Posts Tagged ‘Dahomey’

In Another Language

January 12, 2014

Do you speak more than one language fluently?

How are you different to yourself or to others, according to the language you are using? How does the difference in world view embodied in a language reveal a difference in its speakers? What depth of knowledge, of concept and perception of the world is lost when a language dies for want of speakers?

Once upon a time, when I was much younger, I was fully bilingual, speaking, thinking, dreaming in French as readily as I do in English. After forty years of living in the Southwest, with rare occasion to use French, and then only for a few hours at a time, I felt that I was losing more than the ability to speak French. I was losing aspects of my identity, personality, self.

Some traits are obvious – I use my hands much more when I speak French. These past thirty years have steadily diminished both my gestures and the mobility of my face (as evidenced by videos), with my communication limited to English. What else about myself is disappearing? Am I less flirtatious? More reserved? Living more through my mind and less through my emotions?

Or are those changes the result of growing older, of my life experiences, of my spiritual practice – and would exist irrespective of the language I speak?

*PROVIDED RECORDS*:
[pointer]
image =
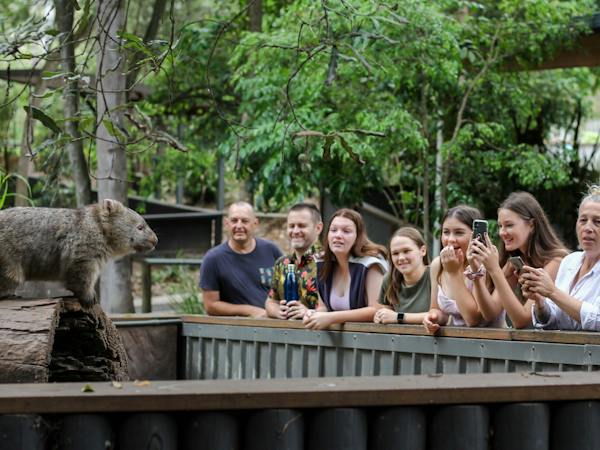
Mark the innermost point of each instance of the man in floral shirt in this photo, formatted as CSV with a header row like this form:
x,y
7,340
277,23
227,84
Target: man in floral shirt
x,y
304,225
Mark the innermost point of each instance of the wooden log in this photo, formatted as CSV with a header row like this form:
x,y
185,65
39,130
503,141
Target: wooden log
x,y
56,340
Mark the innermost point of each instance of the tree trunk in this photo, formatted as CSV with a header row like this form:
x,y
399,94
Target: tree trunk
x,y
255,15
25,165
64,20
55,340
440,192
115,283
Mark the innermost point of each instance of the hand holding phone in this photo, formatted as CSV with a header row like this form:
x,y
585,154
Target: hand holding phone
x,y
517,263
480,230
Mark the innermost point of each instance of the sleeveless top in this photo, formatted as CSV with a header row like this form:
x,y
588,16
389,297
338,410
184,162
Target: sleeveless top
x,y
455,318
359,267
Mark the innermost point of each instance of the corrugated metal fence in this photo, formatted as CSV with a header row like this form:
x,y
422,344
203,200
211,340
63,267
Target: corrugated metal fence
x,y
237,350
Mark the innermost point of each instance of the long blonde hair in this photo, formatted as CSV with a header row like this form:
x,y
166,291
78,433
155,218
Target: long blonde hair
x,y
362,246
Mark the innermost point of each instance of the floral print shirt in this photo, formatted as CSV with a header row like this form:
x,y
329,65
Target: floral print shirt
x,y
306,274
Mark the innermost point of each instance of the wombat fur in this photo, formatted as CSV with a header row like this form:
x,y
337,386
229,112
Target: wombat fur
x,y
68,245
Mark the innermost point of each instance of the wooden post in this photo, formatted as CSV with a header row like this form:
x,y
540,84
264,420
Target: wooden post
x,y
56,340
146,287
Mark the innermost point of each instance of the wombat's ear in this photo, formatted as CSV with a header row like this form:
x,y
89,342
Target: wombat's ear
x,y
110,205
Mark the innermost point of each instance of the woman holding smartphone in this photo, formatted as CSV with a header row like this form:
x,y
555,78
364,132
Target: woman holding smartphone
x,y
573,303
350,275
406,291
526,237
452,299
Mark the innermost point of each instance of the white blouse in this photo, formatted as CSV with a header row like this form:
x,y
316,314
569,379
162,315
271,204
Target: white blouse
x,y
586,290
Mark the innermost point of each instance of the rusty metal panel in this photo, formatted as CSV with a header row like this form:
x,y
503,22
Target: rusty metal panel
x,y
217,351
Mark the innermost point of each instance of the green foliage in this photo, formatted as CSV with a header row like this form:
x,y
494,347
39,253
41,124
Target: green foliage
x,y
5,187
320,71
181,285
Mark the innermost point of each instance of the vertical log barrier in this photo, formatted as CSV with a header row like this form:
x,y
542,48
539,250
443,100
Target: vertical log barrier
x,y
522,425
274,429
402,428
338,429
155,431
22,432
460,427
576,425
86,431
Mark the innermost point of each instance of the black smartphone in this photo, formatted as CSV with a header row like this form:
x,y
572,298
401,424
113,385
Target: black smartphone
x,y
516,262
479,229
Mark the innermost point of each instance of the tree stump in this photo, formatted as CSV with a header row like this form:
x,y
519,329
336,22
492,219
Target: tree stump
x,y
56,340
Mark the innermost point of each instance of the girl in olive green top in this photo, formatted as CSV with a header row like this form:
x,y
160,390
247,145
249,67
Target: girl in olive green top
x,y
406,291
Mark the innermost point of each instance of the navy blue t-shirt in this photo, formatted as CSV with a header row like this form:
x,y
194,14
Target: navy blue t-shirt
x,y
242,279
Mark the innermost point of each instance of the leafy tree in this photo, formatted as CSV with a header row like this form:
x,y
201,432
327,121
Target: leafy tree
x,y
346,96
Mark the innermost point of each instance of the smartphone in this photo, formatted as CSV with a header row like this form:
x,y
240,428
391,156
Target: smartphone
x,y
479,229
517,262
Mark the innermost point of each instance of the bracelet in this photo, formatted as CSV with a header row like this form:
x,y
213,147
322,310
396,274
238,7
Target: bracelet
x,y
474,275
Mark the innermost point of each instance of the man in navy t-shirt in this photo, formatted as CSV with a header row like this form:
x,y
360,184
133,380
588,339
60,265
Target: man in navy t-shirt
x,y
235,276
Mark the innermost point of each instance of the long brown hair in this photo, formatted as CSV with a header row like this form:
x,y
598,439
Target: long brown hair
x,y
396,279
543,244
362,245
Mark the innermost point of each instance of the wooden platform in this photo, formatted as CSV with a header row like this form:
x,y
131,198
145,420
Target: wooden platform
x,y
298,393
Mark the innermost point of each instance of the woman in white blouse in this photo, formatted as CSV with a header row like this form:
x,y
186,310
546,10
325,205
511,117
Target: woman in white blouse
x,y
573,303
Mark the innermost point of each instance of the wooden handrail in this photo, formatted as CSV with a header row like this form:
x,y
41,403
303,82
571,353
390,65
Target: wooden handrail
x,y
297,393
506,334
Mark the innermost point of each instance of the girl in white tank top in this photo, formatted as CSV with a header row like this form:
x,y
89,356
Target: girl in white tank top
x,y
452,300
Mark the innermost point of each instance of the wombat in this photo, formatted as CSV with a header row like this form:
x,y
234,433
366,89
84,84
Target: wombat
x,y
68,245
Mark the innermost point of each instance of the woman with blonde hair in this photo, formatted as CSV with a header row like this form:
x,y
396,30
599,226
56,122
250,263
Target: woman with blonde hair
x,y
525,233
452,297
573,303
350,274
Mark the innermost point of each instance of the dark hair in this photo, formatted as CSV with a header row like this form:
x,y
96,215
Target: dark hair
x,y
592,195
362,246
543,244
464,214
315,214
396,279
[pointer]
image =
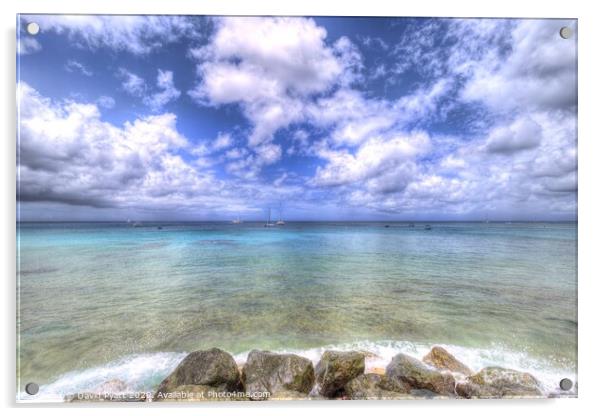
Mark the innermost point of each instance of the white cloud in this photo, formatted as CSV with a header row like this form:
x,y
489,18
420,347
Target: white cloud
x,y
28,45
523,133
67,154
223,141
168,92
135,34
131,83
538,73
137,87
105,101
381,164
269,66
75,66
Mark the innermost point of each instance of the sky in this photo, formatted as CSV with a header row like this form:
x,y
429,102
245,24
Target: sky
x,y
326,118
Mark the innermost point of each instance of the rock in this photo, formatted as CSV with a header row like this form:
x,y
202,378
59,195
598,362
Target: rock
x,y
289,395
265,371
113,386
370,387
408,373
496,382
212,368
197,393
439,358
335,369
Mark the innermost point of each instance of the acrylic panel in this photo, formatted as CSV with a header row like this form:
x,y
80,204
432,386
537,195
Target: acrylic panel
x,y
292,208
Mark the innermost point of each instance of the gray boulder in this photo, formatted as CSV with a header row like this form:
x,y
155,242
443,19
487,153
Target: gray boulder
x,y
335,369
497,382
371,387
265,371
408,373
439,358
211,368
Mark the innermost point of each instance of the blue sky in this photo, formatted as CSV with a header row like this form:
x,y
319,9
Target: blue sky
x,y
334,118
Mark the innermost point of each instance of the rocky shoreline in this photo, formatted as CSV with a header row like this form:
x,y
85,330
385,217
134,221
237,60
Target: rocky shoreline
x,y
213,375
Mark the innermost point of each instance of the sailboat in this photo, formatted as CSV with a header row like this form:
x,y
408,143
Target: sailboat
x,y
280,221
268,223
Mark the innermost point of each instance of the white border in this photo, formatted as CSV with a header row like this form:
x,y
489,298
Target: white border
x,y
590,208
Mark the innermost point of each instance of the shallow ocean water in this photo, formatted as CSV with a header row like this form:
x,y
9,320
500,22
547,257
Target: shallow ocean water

...

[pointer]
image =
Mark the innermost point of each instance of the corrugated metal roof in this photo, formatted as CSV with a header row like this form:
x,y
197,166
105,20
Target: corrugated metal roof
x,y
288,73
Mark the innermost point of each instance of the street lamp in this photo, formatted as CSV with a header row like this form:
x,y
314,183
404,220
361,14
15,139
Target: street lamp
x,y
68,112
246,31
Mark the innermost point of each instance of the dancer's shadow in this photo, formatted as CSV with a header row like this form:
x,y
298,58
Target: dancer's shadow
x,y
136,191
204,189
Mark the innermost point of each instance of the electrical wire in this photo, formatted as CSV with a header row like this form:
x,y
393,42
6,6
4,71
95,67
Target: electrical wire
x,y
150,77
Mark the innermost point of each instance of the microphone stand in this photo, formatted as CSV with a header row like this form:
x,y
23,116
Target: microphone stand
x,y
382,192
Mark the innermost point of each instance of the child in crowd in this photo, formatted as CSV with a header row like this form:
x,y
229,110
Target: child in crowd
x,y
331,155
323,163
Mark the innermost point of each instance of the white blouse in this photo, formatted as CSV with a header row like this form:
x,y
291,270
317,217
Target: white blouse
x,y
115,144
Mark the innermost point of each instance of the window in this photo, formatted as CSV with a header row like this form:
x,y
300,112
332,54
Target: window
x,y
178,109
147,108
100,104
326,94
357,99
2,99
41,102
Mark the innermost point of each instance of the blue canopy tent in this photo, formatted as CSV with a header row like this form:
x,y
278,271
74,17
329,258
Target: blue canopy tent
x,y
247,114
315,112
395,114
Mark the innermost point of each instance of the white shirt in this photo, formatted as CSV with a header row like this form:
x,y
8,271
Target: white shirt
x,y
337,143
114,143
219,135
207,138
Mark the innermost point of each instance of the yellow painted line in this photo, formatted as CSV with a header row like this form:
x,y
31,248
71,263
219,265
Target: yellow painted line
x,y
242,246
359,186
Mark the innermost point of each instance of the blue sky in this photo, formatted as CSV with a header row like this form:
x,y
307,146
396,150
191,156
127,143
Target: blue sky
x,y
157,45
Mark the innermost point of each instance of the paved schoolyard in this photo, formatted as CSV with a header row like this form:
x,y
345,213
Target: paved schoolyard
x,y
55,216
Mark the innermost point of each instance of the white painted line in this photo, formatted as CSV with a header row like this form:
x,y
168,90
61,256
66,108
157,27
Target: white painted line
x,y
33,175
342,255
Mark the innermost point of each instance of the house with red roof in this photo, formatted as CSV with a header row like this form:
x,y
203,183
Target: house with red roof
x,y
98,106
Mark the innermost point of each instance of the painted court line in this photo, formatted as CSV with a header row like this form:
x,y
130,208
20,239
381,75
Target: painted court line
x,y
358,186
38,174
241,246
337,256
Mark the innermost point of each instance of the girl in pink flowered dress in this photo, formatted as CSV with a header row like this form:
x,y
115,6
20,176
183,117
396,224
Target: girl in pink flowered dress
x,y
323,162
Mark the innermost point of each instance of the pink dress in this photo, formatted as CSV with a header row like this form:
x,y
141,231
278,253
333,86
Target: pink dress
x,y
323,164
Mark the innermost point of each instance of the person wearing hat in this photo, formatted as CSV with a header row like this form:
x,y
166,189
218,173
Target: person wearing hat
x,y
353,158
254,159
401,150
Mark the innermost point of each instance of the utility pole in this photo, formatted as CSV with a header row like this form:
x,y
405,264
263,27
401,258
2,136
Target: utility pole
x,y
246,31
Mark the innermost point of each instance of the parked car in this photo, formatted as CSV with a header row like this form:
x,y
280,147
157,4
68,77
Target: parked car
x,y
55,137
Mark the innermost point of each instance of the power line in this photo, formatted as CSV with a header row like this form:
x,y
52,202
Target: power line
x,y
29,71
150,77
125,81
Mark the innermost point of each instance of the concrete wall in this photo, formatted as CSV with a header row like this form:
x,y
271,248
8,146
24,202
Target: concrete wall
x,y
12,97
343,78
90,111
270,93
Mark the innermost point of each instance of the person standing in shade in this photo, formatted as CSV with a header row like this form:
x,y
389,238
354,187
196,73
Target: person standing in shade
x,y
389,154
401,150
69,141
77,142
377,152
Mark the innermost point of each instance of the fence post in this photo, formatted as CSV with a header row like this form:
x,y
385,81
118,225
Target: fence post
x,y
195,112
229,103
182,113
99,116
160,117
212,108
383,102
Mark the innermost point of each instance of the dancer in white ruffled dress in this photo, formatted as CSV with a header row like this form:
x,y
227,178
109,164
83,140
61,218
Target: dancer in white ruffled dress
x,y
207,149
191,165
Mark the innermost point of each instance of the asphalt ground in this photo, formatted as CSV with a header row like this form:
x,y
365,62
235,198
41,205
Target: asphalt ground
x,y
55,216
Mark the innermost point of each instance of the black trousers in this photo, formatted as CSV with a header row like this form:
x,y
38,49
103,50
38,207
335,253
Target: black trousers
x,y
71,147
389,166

*SHORT EXERCISE 1*: Copy the post about language word for word, between "January 12, 2014" and "identity, personality, self.", inclusive.
*SHORT EXERCISE 2*: Decide whether each statement agrees with the post about language, answering yes or no and quoting the words of the post that settle it: (a) The writer has lived in the Southwest for forty years. (b) The writer uses their hands less when speaking French. (c) Over the past thirty years, the writer's gestures and facial mobility have diminished.
*SHORT EXERCISE 3*: Go on with the post about language, starting after its last sentence.
The items are separate material and do not belong to the post about language.

*WRITTEN RESPONSE 1*:
January 12, 2014

Do you speak more than one language fluently?

How are you different to yourself or to others, according to the language you are using? How does the difference in world view embodied in a language reveal a difference in its speakers? What depth of knowledge, of concept and perception of the world is lost when a language dies for want of speakers?

Once upon a time, when I was much younger, I was fully bilingual, speaking, thinking, dreaming in French as readily as I do in English. After forty years of living in the Southwest, with rare occasion to use French, and then only for a few hours at a time, I felt that I was losing more than the ability to speak French. I was losing aspects of my identity, personality, self.

*WRITTEN RESPONSE 2*:
(a) Yes: "After forty years of living in the Southwest"
(b) No: "I use my hands much more when I speak French."
(c) Yes: "These past thirty years have steadily diminished both my gestures and the mobility of my face"

*WRITTEN RESPONSE 3*:
In the way of events in my life now, once I’d framed up an inquiry, the means to explore the answer presented itself. I’ve been introduced to a Cameroonian who has been pursuing graduate studies at a nearby university. He is fluently bilingual, and offers me the opportunity to resurrect my French. I’ve been pleased to discover that my language skill still exists, relatively intact, beneath the surface of my daily life and that, as I use it regularly, my fluency is returning. My pronunciation, however, definitely needs practice.

What else is or needs changing as a result of using a second language? Can I separate shifts in attitude or emotion that originate within me based on language, from those resulting from the topics of discussion?  What is the effect of conversing with an African, rather than a Frenchman, or a bilingual American?

A good friend with whom I discussed the effects of language on perception, told me of how his relationship with an acquaintance changed as a result of a change in use of language. The interaction of the two men had been conducted in a mixture of fractured Thai and equally limited English. Despite the limitations, they had begun to build a friendship. Then the American was observed by the Thai, chatting easily with a group of other English speakers – and “the friendship was not the same afterwards. He saw me differently, and seemed not to be able to be comfortable with me in the same way as before.”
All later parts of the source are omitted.